Selected excerpt:
-------

We arrived at the second location and the first scene of the film at noon, which was the shore of the Potomac River where our star, lying awkwardly amongst the rocks on what appears to be a desert island, looks longingly at a photo of his former girlfriend. Miraculously, a rubber dinghy with a motor appears. Our hero is saved! The dinghy really belongs to the actor playing Beardy. The rocky shore is also the last scene in the film.

Location three is a conference/class room on top of the Torpedo Factory art gallery in Alexandria, VA. Here we meet Riley Tompkins who is preparing for her mnemonics class. We worked in “I’m taking it ‘One Day at a Time'” as a way to recall 1970’s sitcoms. I wrote each part of her class notes on paper and we taped them to a cork board. I’d provided the tape and Sharpie, which I’d thrown into a tote bag last-minute that morning. Riley told Beardy to look for his girlfriend at a near-by restaurant.

In location four, several crew and I were restaurant patrons, including our sound guy, who had no sound job to do on a silent film. He volunteered to run filled digital compact flash cards to the editor in Annandale, 10 miles away. The waitress directs Beardy to the strip club.

-------

Task list:
• 1. In the film shoot account, who really owns the rubber dinghy with a motor?
• 2. Decide whether each statement agrees with the film shoot account, answering yes or no and quoting the words that settle it: (a) The rocky shore serves as both the first and the last scene in the film. (b) The sound guy ran the flash cards to the editor in Alexandria. (c) The narrator supplied the tape and Sharpie.

[Items from a dataset]
-------

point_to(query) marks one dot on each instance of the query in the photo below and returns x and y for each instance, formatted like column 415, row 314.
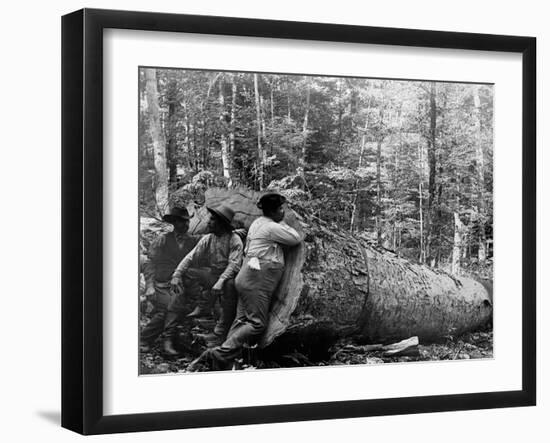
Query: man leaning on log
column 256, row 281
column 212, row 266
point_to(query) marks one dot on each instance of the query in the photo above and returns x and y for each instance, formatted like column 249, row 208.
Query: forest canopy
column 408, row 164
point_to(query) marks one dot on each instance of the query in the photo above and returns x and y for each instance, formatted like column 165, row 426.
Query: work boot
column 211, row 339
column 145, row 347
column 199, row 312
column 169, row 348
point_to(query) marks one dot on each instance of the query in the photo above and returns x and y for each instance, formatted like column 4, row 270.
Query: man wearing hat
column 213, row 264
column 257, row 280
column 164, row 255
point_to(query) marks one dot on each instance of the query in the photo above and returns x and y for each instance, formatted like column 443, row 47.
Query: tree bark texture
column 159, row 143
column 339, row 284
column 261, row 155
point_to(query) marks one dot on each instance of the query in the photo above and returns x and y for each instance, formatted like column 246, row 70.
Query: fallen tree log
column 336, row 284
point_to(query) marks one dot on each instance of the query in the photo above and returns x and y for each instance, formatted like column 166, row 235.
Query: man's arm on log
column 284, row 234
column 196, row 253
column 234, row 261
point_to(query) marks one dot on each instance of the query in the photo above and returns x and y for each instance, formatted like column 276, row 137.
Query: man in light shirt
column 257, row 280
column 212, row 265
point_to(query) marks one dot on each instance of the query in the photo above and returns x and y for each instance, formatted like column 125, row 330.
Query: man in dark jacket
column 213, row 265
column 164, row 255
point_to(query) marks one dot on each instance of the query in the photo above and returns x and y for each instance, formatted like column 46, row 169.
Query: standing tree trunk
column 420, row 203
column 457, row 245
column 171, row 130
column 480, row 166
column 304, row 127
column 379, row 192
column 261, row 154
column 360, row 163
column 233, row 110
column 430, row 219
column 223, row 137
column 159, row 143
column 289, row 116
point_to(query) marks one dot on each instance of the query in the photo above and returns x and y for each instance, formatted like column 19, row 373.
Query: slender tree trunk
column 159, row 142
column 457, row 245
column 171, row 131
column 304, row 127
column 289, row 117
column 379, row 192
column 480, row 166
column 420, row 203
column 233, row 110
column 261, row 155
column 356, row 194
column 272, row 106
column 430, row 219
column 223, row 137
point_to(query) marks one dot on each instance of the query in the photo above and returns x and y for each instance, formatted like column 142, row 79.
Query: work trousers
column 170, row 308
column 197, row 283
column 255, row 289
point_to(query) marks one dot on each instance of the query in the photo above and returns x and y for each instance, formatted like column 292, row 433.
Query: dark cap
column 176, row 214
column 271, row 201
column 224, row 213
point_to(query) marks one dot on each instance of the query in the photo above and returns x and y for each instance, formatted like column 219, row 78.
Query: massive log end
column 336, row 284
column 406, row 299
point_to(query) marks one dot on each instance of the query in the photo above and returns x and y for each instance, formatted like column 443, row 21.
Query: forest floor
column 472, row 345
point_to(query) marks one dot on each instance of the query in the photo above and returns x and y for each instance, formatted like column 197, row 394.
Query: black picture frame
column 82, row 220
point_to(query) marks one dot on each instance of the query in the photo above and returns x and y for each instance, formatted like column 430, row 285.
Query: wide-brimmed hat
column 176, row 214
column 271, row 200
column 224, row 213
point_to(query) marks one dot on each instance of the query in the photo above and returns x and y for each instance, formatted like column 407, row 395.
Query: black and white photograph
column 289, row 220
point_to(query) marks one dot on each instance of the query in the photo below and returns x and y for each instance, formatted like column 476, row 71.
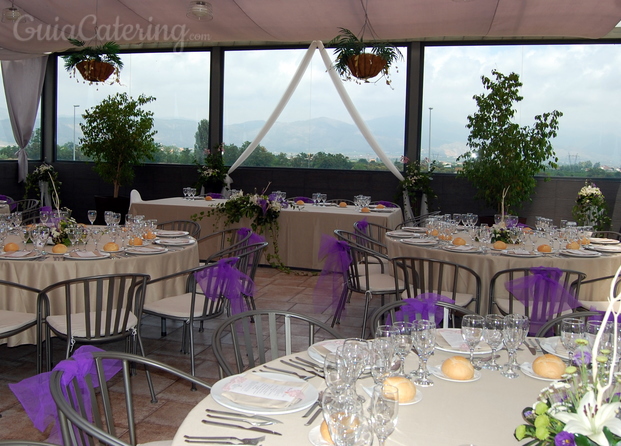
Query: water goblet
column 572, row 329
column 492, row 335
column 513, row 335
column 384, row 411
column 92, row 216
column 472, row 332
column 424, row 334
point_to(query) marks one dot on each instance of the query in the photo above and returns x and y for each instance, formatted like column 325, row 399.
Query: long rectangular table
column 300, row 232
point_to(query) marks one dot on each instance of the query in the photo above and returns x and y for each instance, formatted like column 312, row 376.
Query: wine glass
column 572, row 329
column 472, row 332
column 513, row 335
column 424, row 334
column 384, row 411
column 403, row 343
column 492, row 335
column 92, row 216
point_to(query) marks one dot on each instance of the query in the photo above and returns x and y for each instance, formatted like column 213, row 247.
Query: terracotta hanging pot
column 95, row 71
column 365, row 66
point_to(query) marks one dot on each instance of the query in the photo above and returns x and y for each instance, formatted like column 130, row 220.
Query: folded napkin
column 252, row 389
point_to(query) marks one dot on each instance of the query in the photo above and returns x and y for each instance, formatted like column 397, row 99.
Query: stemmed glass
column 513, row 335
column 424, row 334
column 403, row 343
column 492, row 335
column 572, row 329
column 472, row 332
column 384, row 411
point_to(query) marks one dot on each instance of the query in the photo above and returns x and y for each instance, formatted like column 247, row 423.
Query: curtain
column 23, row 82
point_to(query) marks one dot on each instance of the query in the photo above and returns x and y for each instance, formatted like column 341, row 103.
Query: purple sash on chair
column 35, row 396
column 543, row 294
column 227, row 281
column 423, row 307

-------

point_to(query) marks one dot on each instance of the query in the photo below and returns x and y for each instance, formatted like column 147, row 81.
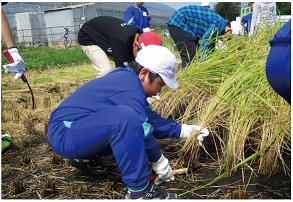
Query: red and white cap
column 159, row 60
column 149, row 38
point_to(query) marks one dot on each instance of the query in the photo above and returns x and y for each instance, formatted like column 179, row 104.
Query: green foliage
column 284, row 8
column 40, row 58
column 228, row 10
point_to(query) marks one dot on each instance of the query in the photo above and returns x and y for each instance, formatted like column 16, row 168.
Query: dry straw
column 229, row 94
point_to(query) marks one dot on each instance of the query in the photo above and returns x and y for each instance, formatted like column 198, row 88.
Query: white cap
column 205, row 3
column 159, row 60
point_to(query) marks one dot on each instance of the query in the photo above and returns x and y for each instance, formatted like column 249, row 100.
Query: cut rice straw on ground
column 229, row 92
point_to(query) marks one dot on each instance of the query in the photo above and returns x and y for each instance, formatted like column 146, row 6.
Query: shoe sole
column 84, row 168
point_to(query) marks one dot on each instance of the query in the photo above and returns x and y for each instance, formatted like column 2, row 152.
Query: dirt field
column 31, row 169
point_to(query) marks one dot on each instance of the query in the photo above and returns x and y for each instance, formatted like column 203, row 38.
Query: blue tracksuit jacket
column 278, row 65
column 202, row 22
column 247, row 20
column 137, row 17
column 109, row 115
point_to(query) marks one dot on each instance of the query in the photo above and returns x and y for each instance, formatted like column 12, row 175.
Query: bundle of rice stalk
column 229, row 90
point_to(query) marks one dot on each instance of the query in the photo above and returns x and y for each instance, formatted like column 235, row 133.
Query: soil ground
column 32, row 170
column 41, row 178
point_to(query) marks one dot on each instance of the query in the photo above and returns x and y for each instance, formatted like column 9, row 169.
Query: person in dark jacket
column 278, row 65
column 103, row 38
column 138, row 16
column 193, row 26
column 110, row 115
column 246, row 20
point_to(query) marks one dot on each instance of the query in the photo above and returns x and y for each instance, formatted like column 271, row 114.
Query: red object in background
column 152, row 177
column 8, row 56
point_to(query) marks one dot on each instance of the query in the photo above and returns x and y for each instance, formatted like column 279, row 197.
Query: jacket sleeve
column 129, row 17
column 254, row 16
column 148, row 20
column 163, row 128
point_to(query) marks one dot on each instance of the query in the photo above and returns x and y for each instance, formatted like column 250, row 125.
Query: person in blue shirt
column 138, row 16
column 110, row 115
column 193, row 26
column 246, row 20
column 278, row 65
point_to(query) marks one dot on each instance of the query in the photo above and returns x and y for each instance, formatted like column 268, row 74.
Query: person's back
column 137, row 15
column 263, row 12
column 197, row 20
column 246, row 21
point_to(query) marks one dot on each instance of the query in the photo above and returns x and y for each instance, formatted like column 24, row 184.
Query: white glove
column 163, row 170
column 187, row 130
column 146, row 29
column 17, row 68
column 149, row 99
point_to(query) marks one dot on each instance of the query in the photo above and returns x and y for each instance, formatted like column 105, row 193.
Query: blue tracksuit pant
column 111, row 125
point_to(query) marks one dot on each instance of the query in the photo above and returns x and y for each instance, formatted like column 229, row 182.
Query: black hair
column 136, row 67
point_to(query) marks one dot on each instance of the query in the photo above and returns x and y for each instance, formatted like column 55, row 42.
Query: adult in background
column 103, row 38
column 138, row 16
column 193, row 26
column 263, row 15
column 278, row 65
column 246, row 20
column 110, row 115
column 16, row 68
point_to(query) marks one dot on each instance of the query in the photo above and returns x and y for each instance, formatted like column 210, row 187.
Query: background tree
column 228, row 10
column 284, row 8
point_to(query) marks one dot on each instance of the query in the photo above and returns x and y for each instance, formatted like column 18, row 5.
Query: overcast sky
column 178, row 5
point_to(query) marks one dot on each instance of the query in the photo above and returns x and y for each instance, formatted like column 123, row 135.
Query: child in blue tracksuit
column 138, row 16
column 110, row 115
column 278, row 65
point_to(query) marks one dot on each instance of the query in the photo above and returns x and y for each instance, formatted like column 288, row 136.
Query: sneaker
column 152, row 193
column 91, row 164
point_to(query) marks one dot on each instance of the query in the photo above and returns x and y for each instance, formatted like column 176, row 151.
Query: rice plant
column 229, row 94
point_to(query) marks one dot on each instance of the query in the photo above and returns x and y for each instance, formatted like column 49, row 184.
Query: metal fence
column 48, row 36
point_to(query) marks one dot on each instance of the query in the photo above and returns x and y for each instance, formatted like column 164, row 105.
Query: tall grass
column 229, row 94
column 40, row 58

-------

Solutions to the problems:
• 1. The actor playing Beardy.

• 2.
(a) Yes: "The rocky shore is also the last scene in the film."
(b) No: "run filled digital compact flash cards to the editor in Annandale, 10 miles away."
(c) Yes: "I’d provided the tape and Sharpie."